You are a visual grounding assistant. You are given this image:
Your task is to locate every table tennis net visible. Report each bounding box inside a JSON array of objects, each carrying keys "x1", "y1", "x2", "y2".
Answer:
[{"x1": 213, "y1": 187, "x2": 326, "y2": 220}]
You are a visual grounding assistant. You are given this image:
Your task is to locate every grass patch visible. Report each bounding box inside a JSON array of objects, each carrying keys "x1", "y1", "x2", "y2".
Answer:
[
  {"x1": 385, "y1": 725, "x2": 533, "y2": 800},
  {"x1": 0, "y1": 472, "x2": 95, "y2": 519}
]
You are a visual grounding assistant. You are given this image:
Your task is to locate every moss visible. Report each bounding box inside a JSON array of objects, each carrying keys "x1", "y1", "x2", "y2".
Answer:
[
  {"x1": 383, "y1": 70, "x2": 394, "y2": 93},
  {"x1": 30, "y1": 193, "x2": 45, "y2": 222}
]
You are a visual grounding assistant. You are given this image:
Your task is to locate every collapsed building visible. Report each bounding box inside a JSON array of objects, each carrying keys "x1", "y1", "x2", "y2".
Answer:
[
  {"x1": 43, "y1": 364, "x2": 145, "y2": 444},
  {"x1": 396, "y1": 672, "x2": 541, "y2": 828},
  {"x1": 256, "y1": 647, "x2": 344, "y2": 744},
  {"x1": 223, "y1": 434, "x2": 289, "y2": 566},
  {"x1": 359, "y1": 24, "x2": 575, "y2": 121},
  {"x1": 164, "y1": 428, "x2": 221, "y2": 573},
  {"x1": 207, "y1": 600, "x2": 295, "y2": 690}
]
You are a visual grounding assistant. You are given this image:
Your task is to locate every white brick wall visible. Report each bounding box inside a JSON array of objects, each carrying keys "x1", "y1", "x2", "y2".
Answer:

• • • • •

Copy out all of the material above verbatim, keeping every line unchanged and in its original order.

You are a visual grounding assistant. You are given this image:
Your task is to locate every table tennis net visible. Report each bounding box inside a JSON array of objects, each carrying keys "x1", "y1", "x2", "y2".
Answer:
[{"x1": 213, "y1": 187, "x2": 326, "y2": 220}]
You are a visual grounding assistant. You are given this image:
Your task is to locate every grass patch visible. Report each bounding box inside a JSON array of objects, each carrying keys "x1", "y1", "x2", "y2".
Answer:
[
  {"x1": 385, "y1": 725, "x2": 533, "y2": 800},
  {"x1": 0, "y1": 472, "x2": 95, "y2": 519}
]
You are a visual grounding assistant. You are given this image:
Your task is to locate every moss visible. Report each bounding box inside a JSON array of objects, each carrying keys "x1", "y1", "x2", "y2".
Answer:
[
  {"x1": 383, "y1": 70, "x2": 394, "y2": 93},
  {"x1": 30, "y1": 193, "x2": 45, "y2": 222}
]
You are a visual grounding assistant. You are given this image:
Your task is to locate every collapsed building visible. Report each bounding box inside a JSON array of objects, each carrying keys "x1", "y1", "x2", "y2".
Answer:
[
  {"x1": 43, "y1": 364, "x2": 145, "y2": 444},
  {"x1": 396, "y1": 672, "x2": 541, "y2": 828},
  {"x1": 256, "y1": 647, "x2": 344, "y2": 744},
  {"x1": 223, "y1": 434, "x2": 289, "y2": 566},
  {"x1": 359, "y1": 24, "x2": 575, "y2": 121},
  {"x1": 164, "y1": 428, "x2": 221, "y2": 573},
  {"x1": 207, "y1": 600, "x2": 295, "y2": 690}
]
You are a visual grounding assistant. You are given this image:
Your task is to locate every white brick wall visible. Report each bounding box inside a JSON array of objects, each carrying keys "x1", "y1", "x2", "y2".
Answer:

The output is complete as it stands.